Exercise aim> Once more, print the records exactly as given.

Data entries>
------

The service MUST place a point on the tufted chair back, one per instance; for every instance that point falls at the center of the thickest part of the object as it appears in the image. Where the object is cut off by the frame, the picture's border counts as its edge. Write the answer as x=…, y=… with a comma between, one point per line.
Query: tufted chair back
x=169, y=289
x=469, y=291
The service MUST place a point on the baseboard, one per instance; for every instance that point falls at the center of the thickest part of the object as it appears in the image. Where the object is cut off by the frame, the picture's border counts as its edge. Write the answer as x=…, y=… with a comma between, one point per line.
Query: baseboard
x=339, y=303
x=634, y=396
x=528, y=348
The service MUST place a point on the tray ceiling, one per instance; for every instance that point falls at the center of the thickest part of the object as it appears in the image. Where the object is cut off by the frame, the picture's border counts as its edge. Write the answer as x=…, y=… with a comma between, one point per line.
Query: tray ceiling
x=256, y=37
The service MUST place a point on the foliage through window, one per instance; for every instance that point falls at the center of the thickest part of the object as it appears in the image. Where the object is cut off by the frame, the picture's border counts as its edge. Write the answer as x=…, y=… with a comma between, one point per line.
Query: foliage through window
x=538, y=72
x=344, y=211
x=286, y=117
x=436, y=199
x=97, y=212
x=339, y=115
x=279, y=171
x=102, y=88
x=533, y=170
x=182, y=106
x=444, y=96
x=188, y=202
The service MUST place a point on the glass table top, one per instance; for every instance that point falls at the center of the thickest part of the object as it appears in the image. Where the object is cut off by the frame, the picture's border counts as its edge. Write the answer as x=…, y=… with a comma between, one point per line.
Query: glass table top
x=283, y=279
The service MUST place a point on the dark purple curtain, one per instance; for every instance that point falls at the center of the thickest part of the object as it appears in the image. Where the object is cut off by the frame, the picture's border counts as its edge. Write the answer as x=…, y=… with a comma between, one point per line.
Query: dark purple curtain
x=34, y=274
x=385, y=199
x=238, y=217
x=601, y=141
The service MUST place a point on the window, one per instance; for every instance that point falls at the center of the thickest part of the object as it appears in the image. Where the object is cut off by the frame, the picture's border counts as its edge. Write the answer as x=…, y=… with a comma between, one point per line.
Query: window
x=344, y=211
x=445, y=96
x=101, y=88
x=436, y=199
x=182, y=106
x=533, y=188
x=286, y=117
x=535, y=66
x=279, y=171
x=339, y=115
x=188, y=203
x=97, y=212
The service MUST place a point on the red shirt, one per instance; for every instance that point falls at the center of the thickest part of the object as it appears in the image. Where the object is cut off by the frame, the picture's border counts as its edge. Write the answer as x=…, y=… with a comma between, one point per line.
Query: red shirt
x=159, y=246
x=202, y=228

------

Solution for this exercise>
The service MUST place a point on the tufted chair back, one per instance; for every instance that point falls at the center of the thickest part of the object as it appears in the image. Where the object is cut off by the frame, the picture's border counts as its edge. Write the answer as x=…, y=… with a comma between, one point per line.
Query: tufted chair back
x=169, y=289
x=469, y=291
The service MUST place a point on the baseboard, one per instance; for every instance that point falls at the center of the thickest part of the object as it appears in the image. Where the object is cut off by the frame, the picture's border counts as its edge. Write the answer as x=…, y=… with a comma between, one point per line.
Query: baseboard
x=339, y=303
x=634, y=396
x=528, y=348
The service MUST place a point on the tray ceiling, one per instance; for every instance that point falls at the center of the thickest part of the object as it appears in the image. Where the object is cut off by the frame, the picture's border counts as its edge. Write the answer as x=…, y=… with a comma between, one point per line.
Query: tray ceiling
x=256, y=37
The service MUST place a point on the foliage through window, one per instance; for every instance that point falls at the center of the thickest part of the object as it appears in the image. Where the object is cut off by the frame, the picture's border counts as its edge. Write the answer as x=…, y=… with a comma between, one point per line.
Query: foliage through window
x=538, y=72
x=344, y=211
x=286, y=117
x=436, y=199
x=97, y=212
x=339, y=115
x=279, y=171
x=102, y=88
x=533, y=170
x=182, y=106
x=444, y=96
x=188, y=202
The service MUST place a point on the glass table top, one per instance; for every instance that point falls at the center of the thickest part of the object as it appears in the image. Where the object is cut off by the frame, the picture's border counts as its edge. Write the answer as x=…, y=… with a comma between, one point per line.
Query: glass table top
x=283, y=279
The service MUST place a point on the dark purple curtain, one per instance; for every instance that point falls at the center of the thickest part of the object as it appears in the image. Where the object is cut off by the frame, the picture's border counts as its edge. Write the answer as x=…, y=… with a comma between, one point per line.
Query: dark purple curtain
x=34, y=274
x=385, y=199
x=238, y=217
x=601, y=141
The service MUST place a point on the window, one per instance; for every instance that point falls at the center of the thickest part of the object as it appears in the image. Where the object is cut off by the frame, the picture's border counts as its edge. Write the answer as x=…, y=… with a comma between, one point per line.
Query: window
x=344, y=211
x=445, y=96
x=101, y=88
x=436, y=199
x=182, y=106
x=533, y=188
x=286, y=117
x=535, y=66
x=279, y=171
x=339, y=115
x=188, y=203
x=97, y=212
The service MUST place a point on the red shirt, one per instance; for every instance that point falls at the center of the thickest part of the object as it appears in the image. Where the object is cut off by the frame, the picture's border counts as its edge. Write the answer as x=…, y=… with a comma between, one point per line.
Query: red shirt
x=159, y=246
x=202, y=228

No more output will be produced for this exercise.